**Problem**
Reproduce each of the following entries word for word, from the first to the last.

**Given information**
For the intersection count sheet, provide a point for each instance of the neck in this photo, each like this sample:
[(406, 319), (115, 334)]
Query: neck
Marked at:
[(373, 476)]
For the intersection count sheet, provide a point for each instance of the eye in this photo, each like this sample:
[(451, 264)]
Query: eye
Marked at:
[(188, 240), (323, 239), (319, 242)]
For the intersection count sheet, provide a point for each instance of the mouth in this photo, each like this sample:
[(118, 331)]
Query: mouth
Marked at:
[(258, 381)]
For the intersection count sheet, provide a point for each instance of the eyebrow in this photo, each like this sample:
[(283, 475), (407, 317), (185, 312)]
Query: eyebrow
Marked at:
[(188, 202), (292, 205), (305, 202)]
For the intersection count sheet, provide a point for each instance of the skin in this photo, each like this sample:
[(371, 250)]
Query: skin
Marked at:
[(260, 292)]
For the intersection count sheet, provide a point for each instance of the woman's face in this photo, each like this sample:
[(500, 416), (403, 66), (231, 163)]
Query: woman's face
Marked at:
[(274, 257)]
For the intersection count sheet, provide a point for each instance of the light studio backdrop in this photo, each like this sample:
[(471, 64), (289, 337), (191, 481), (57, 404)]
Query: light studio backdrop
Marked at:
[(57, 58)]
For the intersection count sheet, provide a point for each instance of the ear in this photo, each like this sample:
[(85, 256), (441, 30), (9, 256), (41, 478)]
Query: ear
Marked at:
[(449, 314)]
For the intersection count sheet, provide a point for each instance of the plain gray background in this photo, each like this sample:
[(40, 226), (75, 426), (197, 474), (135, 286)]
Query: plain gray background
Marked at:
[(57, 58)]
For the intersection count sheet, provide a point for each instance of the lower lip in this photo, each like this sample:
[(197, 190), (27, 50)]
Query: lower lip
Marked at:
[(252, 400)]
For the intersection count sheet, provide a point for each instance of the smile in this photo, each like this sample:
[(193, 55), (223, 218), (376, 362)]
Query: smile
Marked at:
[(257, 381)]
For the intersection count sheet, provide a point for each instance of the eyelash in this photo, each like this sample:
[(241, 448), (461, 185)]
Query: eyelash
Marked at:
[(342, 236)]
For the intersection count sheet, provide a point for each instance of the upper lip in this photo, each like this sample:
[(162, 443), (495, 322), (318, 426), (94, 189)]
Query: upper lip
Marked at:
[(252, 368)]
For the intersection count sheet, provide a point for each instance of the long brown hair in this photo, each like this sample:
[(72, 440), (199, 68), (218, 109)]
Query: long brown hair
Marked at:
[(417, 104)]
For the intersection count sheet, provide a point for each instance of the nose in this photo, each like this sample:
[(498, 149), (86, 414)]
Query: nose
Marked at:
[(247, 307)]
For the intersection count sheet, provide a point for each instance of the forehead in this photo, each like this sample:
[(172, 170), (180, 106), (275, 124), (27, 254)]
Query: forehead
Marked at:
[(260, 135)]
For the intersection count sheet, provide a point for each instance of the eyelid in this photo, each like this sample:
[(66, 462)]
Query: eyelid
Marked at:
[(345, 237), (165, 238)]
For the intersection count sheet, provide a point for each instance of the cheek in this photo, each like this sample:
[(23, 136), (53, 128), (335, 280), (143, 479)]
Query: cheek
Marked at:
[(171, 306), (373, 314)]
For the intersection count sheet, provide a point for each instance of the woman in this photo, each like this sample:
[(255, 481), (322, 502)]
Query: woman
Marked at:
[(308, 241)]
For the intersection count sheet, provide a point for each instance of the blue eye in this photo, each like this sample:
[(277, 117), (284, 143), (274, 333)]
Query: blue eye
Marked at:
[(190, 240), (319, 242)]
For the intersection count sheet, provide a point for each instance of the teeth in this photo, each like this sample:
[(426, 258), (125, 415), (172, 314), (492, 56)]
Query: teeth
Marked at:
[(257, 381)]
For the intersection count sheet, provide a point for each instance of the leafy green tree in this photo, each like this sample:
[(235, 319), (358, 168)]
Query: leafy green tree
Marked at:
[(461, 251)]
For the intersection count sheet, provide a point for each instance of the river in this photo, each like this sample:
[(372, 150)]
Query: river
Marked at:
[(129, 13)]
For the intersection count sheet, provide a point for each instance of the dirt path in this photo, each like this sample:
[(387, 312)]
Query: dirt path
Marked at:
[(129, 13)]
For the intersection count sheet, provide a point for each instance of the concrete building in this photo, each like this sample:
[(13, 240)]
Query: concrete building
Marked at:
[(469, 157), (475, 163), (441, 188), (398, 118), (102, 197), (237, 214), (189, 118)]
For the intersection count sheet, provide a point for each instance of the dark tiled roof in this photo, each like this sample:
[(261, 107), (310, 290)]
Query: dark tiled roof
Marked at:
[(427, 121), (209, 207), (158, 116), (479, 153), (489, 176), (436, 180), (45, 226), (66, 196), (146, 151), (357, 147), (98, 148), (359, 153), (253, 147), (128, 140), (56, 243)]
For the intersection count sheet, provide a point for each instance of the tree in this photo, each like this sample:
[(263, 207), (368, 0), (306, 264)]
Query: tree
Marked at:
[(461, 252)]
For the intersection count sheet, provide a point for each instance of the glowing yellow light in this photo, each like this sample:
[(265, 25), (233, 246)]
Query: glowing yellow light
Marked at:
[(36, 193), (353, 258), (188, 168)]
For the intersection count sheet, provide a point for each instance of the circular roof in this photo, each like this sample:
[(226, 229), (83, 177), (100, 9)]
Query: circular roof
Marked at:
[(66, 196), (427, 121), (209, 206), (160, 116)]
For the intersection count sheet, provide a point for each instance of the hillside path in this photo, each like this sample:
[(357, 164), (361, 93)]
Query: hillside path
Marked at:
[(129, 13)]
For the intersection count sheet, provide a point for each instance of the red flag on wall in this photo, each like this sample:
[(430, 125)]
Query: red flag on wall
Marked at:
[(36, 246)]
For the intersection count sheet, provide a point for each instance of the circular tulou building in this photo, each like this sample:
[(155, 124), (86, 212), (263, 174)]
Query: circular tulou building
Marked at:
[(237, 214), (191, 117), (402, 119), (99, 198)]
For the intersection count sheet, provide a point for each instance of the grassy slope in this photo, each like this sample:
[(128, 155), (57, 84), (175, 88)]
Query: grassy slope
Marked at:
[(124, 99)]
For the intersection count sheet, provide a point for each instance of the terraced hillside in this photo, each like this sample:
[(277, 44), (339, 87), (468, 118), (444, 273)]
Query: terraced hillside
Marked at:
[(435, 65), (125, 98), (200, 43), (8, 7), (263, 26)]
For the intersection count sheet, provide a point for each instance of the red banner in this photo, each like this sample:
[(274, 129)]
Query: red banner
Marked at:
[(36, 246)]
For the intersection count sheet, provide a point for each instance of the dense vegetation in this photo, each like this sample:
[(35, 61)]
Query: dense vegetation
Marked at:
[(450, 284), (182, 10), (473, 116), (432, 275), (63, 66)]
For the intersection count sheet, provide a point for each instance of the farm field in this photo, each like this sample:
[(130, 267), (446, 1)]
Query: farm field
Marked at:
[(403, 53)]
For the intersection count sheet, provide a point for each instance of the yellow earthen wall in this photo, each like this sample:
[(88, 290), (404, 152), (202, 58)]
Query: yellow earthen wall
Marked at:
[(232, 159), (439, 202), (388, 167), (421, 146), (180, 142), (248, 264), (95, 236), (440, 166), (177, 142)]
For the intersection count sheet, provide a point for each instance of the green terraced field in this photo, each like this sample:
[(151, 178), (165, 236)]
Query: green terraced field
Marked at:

**Result**
For the intersection count sheet, provide a point for each instance of the neck in this photo, each like this sample:
[(406, 319), (115, 334)]
Query: neck
Marked at:
[(373, 476)]
For the intersection count sheet, provide a point for each instance of the eye in this photo, each like this sample:
[(451, 264)]
Query: eye
Marked at:
[(188, 240), (323, 239), (319, 242)]
For the intersection count sheet, provide a point for each instance of the mouth in this photo, each like this sample:
[(118, 331)]
Query: mouth
Marked at:
[(258, 381)]
For the intersection count sheet, provide a point for each instance of the eyebrow in this photo, each like this sample:
[(283, 475), (407, 317), (185, 312)]
Query: eyebrow
Marked at:
[(188, 202), (292, 205), (305, 202)]
For the intersection count sheet, provide a point for each instance of the skin in this photo, each like this sample:
[(371, 250)]
Query: skin
Marked at:
[(260, 292)]
For the intersection count sheet, provide a point for each instance of the woman's face in this photo, each like this sample:
[(500, 416), (403, 66), (231, 163)]
Query: woman's face
Marked at:
[(274, 257)]
For the intersection count sheet, provide a point for each instance of the light studio backdrop in this photo, each like this sample:
[(471, 64), (289, 337), (191, 481), (57, 404)]
Query: light studio backdrop
Marked at:
[(57, 58)]
For the intersection count sheet, provide a point for each instance of the ear in this photo, each like this sample:
[(85, 256), (441, 30), (9, 256), (41, 478)]
Query: ear
Marked at:
[(449, 314)]
For the intersection count sheet, provide a point for each instance of the plain gray background in this photo, each like this sample:
[(40, 226), (75, 426), (197, 474), (135, 286)]
Query: plain gray background
Marked at:
[(57, 58)]
For the intersection count sheet, provide a point for each instance of the lower lip in this photo, each like this sample:
[(197, 190), (27, 50)]
Query: lower lip
Marked at:
[(252, 400)]
For the intersection count sheet, provide a point for each instance of the smile in this photo, each like this sample:
[(193, 55), (223, 218), (376, 362)]
Query: smile
Marked at:
[(257, 381)]
For the intersection count sheet, provide a point for each instance of the eyelash in this photo, each like this sample:
[(241, 448), (461, 185)]
Query: eyelash
Marked at:
[(342, 236)]
For the intersection count sheet, provide a point for each instance of the upper lip in this photo, each like this sample:
[(162, 443), (495, 322), (318, 426), (94, 189)]
Query: upper lip
Marked at:
[(252, 368)]
For the intersection count sheet, provide a point for each instance of the long brown hair in this photo, each like this sample:
[(72, 440), (199, 68), (218, 109)]
Query: long brown hair
Marked at:
[(417, 104)]
For the intersection count sheet, provide a point for each instance of the nose in this photo, each like this sample:
[(498, 149), (86, 414)]
Query: nose
Marked at:
[(247, 307)]
For the intersection count sheet, provide a point for each instance of the forehead in this photo, each like this sample:
[(172, 170), (180, 106), (275, 124), (27, 254)]
Query: forehead
Marked at:
[(260, 135)]
For the intersection count sheet, provide a point for each instance of the eyelid in this photo, each like this sample:
[(66, 462)]
Query: eyelid
Marked at:
[(345, 237), (165, 238)]
For the intersection count sheet, provide a point for each instance of the cheek in this photo, each like this sample:
[(23, 136), (53, 128), (335, 280), (143, 479)]
Query: cheek
Marked at:
[(171, 306), (373, 314)]
For the intersection count sheet, provide a point for each instance of the woman in this photo, each like this sample:
[(255, 481), (322, 502)]
Query: woman
Marked at:
[(308, 241)]
For the intersection count sheet, provide a point for each instance of the blue eye in this photo, each like this sample:
[(277, 117), (284, 143), (274, 333)]
Query: blue eye
Marked at:
[(190, 240), (319, 242)]
For the intersection count sheet, provide a point for each instance of the teeth in this photo, each like this sample:
[(426, 258), (125, 415), (172, 314), (492, 56)]
Query: teeth
Marked at:
[(257, 381)]
For the intersection count sheet, provide a point for each instance of the leafy green tree in this photo, each like this sample:
[(235, 319), (358, 168)]
Query: leafy green tree
Marked at:
[(461, 251)]
For the intersection count sheet, provide a point for each instance of the river in this photo, each like this sample:
[(372, 150)]
Query: river
Marked at:
[(129, 13)]
For the intersection count sheet, provide a point for each instance of the dirt path in this photo, each like this sample:
[(387, 312)]
Query: dirt path
Marked at:
[(129, 13)]
For the intersection count sheet, provide a point for each instance of the concrete building in this photo, each like this sample:
[(13, 240)]
Query: concrete building
Marked at:
[(469, 157), (475, 163), (441, 188), (398, 118), (102, 197), (237, 214), (189, 118)]
For the intersection count sheet, provide a point for each instance of the dark tiled roof in this photo, each like this sample:
[(261, 107), (310, 290)]
Query: dark tiled roof
Marked at:
[(427, 121), (209, 207), (158, 116), (479, 153), (489, 176), (436, 180), (45, 226), (66, 196), (146, 151), (357, 147), (98, 148), (359, 153), (253, 147), (128, 140), (56, 243)]
For the intersection count sheet, provide a point for each instance of the tree in this photo, each like this sample:
[(263, 207), (368, 0), (306, 264)]
Query: tree
Marked at:
[(461, 252)]
For the intersection count sheet, provide a point for each instance of the glowing yellow light in this photo, each like this sample:
[(265, 25), (233, 246)]
Query: glowing yellow light
Marked at:
[(36, 193), (353, 258), (188, 168)]
For the intersection count sheet, provide a point for each instance of the circular roof in this photo, each like this sample:
[(226, 229), (83, 177), (100, 9)]
Query: circular roof
Marked at:
[(66, 196), (427, 121), (209, 206), (160, 116)]
For the intersection count sheet, provide a point for each instance of the hillside path in this photo, each like this sample:
[(357, 164), (361, 93)]
Query: hillside path
Marked at:
[(129, 13)]
For the intersection count sheet, provide a point for each instance of the red flag on wall in this photo, each like this sample:
[(430, 125)]
Query: red flag on wall
Marked at:
[(36, 246)]
For the intersection count sheet, provide a point for each instance of the circular tulou building in this photo, each like this sample:
[(155, 124), (86, 212), (263, 174)]
Query: circular tulou building
Marked at:
[(237, 214), (191, 117), (402, 119), (99, 198)]
For the intersection count sheet, provide a point for each instance of the grassy slope in this photo, each like this sample:
[(128, 155), (57, 84), (175, 88)]
Query: grassy slope
Marked at:
[(124, 99)]
For the intersection count sheet, provide a point for each instance of the terraced hillside in this photo, each like this sample:
[(277, 44), (339, 87), (468, 118), (444, 273)]
Query: terraced hillside
Marked at:
[(435, 65), (125, 98), (200, 43), (8, 7), (263, 26)]
For the intersection count sheet, provide a point for each instance of the red banner in this photo, each like this sample:
[(274, 129)]
Query: red banner
Marked at:
[(36, 246)]
For the intersection count sheet, provide a point for each instance of the dense vegetation in this photo, each like this sample:
[(35, 61)]
Query: dense vegetation
Marked at:
[(450, 284), (182, 10), (473, 116), (432, 275), (63, 66)]
For the intersection count sheet, provide a point for each instance of the farm field in this photo, each like this sample:
[(130, 267), (446, 1)]
Query: farm field
Marked at:
[(403, 53)]
For the intersection count sheet, provide a point for each instance of the yellow earthen wall in this photo, each like this sample:
[(88, 290), (404, 152), (202, 58)]
Query: yellow earthen wall
Marked at:
[(232, 159), (439, 202), (388, 167), (421, 146), (180, 142), (248, 264), (95, 236), (440, 166), (177, 142)]
For the intersection count sheet, provide a point for each instance of the green terraced field in this photo, each like this sample:
[(151, 178), (165, 236)]
Query: green terraced field
Marked at:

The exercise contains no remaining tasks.